Objective:
Give back exactly the lines that run from the line containing "ceiling fan in" through the end of the listing below. Leave out every other line.

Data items
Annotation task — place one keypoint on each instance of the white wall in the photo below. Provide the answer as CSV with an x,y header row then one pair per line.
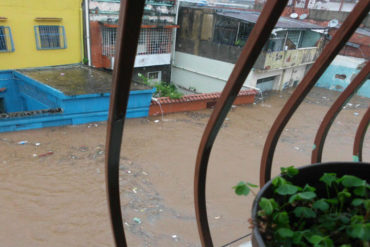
x,y
210,75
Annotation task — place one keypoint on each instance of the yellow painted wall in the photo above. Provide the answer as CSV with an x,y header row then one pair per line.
x,y
21,16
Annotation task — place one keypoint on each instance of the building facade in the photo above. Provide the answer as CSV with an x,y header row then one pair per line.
x,y
40,33
153,57
209,42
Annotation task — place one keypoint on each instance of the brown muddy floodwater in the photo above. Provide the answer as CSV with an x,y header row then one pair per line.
x,y
59,199
76,79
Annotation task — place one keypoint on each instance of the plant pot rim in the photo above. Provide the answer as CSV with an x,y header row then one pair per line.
x,y
256,236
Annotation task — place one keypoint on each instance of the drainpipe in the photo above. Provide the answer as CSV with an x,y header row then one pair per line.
x,y
87,23
174,34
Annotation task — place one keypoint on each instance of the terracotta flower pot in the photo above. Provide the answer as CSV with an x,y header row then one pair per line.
x,y
309,175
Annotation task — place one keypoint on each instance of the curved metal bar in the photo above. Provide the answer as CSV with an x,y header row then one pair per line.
x,y
333,112
360,136
260,33
128,35
330,51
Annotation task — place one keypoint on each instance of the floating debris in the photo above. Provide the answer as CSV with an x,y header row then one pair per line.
x,y
137,220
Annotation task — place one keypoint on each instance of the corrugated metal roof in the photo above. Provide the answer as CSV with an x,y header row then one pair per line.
x,y
250,16
197,97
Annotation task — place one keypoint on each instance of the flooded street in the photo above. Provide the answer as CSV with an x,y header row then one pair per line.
x,y
52,188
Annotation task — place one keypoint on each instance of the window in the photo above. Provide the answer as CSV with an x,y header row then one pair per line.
x,y
155,76
109,35
244,31
2,106
50,37
154,41
151,41
225,31
6,40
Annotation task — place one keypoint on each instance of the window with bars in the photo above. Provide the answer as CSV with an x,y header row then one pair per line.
x,y
225,31
154,41
50,37
291,39
109,35
6,40
151,41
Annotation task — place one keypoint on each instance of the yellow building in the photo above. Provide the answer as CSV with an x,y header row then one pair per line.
x,y
36,33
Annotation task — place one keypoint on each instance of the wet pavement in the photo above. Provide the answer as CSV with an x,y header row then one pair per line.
x,y
76,79
52,188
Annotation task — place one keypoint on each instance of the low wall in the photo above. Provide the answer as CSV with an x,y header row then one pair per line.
x,y
30,104
195,102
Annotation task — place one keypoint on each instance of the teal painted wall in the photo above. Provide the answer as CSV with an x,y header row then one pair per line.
x,y
310,38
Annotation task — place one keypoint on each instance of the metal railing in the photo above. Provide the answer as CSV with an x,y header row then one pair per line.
x,y
130,18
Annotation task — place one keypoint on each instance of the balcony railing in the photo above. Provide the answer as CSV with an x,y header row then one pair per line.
x,y
130,18
286,59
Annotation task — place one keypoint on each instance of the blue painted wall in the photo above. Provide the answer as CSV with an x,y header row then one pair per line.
x,y
25,94
340,74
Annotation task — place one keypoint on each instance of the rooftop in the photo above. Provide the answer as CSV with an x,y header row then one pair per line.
x,y
288,23
76,79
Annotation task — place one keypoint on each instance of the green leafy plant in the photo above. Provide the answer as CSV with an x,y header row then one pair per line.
x,y
163,89
334,213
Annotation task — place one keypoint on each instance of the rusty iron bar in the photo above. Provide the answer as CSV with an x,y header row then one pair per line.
x,y
360,136
334,110
128,34
259,35
318,68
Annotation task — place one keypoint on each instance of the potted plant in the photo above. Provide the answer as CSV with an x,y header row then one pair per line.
x,y
326,204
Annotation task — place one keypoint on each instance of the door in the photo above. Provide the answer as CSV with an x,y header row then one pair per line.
x,y
266,84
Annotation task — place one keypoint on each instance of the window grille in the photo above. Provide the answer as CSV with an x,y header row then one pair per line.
x,y
225,31
154,41
295,38
276,43
243,33
6,40
50,37
151,41
109,35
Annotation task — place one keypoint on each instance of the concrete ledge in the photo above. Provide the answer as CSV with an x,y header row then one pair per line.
x,y
195,102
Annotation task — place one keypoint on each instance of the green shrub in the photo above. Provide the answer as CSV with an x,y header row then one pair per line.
x,y
163,89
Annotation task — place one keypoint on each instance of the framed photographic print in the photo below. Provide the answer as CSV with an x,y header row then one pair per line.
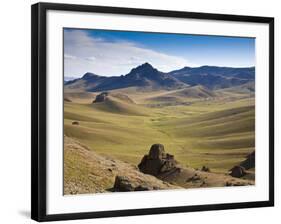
x,y
139,111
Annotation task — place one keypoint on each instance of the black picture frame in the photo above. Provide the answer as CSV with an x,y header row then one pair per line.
x,y
38,108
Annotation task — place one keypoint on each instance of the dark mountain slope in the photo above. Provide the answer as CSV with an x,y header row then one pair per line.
x,y
215,77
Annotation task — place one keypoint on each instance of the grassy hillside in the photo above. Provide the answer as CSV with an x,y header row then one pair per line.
x,y
214,129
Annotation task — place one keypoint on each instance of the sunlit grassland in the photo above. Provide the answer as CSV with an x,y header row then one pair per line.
x,y
217,132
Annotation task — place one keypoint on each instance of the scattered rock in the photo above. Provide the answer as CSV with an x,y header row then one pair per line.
x,y
237,171
101,97
157,161
66,99
249,162
123,184
205,169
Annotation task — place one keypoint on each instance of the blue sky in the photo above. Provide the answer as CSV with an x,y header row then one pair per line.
x,y
113,53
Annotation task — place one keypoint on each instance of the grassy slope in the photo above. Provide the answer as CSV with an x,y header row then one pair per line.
x,y
216,132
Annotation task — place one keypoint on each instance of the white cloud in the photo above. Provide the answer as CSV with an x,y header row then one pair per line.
x,y
83,53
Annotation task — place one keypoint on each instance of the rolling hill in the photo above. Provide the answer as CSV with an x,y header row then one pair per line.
x,y
146,76
142,76
215,77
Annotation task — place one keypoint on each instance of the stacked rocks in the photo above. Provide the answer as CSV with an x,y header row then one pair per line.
x,y
157,161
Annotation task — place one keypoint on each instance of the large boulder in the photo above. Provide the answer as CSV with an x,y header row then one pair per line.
x,y
101,97
249,162
157,161
237,171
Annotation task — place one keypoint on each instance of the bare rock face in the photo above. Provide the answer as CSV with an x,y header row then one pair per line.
x,y
157,161
101,97
249,162
238,171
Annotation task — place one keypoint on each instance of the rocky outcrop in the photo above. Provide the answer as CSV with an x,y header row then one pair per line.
x,y
101,97
249,162
237,171
157,162
88,172
164,166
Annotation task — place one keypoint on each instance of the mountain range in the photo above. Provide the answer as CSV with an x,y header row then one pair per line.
x,y
146,76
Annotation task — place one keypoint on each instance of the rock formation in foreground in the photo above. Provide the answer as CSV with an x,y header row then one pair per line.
x,y
245,168
164,166
157,162
88,172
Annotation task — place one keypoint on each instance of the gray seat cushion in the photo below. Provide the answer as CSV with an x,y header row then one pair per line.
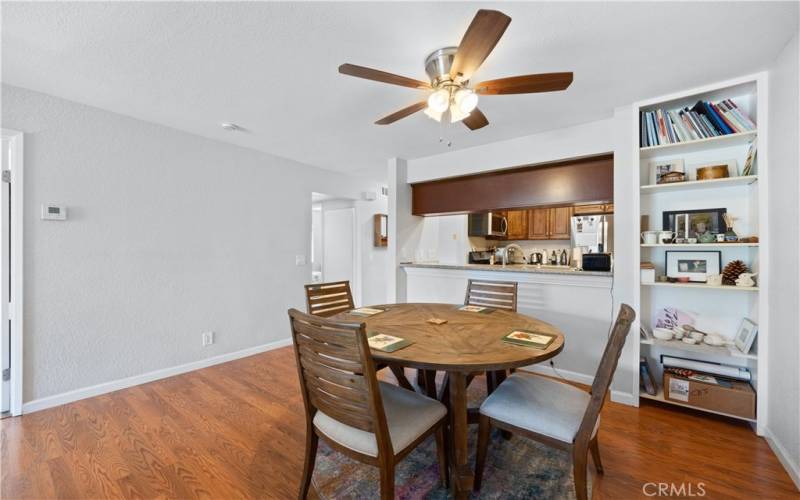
x,y
408,416
538,404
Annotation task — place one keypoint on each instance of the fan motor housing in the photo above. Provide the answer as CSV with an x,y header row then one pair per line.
x,y
438,63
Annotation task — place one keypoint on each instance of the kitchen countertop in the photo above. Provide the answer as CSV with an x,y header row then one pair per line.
x,y
511,268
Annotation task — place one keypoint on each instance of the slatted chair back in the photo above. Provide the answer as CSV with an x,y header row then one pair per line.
x,y
327,299
337,374
605,372
496,294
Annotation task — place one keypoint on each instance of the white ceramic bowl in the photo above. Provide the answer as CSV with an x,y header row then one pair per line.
x,y
662,333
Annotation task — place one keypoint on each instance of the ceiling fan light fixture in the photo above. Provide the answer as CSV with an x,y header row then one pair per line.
x,y
466,100
439,101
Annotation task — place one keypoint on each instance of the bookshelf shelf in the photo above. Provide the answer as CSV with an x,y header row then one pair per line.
x,y
727,351
744,180
699,245
721,306
701,286
722,141
660,397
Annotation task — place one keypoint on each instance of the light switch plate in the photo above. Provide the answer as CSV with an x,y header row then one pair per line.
x,y
54,212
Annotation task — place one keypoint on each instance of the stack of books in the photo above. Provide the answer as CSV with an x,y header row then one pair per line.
x,y
705,119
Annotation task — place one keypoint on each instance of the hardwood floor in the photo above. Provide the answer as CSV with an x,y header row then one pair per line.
x,y
236,431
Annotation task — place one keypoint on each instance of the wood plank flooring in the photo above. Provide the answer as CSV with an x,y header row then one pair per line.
x,y
236,431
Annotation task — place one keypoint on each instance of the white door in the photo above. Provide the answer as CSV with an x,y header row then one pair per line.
x,y
5,280
338,247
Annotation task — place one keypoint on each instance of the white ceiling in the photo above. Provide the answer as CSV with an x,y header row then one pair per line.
x,y
272,67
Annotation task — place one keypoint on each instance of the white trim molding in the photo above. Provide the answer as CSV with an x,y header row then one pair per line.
x,y
788,462
16,163
124,383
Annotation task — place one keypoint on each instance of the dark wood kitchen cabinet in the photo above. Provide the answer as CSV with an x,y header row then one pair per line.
x,y
537,223
559,220
517,225
549,223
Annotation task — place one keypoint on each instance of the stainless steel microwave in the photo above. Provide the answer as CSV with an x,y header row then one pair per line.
x,y
488,224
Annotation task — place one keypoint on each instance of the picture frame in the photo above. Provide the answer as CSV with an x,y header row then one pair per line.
x,y
700,221
695,265
746,335
659,168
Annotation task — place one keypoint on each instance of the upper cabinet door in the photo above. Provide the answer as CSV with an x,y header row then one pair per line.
x,y
517,225
537,224
560,219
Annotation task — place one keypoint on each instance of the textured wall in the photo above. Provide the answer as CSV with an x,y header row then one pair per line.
x,y
169,235
784,339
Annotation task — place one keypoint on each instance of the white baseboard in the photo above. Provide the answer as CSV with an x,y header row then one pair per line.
x,y
625,398
581,378
123,383
788,462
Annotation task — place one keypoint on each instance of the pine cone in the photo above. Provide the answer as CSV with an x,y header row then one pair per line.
x,y
732,271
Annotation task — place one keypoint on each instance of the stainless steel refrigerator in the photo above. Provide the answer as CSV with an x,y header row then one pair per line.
x,y
592,233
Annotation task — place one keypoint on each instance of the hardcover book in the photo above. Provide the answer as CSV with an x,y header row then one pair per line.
x,y
527,338
480,309
386,343
365,311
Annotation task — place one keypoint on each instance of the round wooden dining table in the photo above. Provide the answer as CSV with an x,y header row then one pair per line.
x,y
466,343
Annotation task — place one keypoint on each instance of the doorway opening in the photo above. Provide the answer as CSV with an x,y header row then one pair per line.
x,y
333,240
11,273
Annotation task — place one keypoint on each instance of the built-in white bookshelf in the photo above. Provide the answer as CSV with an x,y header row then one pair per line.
x,y
718,308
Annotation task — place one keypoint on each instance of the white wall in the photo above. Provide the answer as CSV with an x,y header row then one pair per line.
x,y
783,425
169,235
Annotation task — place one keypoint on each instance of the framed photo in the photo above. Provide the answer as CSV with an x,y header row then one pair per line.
x,y
693,265
746,335
660,168
708,221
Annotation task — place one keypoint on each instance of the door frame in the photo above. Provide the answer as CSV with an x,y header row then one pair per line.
x,y
15,139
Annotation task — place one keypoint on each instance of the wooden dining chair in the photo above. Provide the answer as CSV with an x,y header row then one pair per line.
x,y
329,299
495,294
555,413
373,422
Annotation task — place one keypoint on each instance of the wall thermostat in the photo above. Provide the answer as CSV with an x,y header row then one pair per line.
x,y
54,212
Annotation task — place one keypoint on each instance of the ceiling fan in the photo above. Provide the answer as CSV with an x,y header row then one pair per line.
x,y
450,70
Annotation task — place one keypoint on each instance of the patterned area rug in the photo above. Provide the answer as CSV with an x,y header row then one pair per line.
x,y
518,468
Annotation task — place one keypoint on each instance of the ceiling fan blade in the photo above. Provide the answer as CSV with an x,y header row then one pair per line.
x,y
398,115
525,84
482,35
381,76
475,120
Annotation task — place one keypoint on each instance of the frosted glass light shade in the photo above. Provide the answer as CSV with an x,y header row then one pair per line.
x,y
439,101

Answer in full:
Annotation task — place one keypoint on each instance of the ceiling fan in the photo above. Provide the answer as CSV with an x,y header row then one pair per line.
x,y
450,70
Annotation task — place one keypoint on each instance of the patterned area rug in the photo above. Provide the answer as CSV with an x,y header row then one pair per line.
x,y
518,468
Annotation task — place one keypoint on each instance of the ceiling fan blade in the photo above. Provide the answer as CSV with an x,y header row then one pair per line.
x,y
398,115
525,84
482,35
381,76
475,120
Annotation task — place one keypoint on each instance of the frosted glass light shade in the photo above. Provide the answer as CSV with an x,y header row then one pair per line.
x,y
439,101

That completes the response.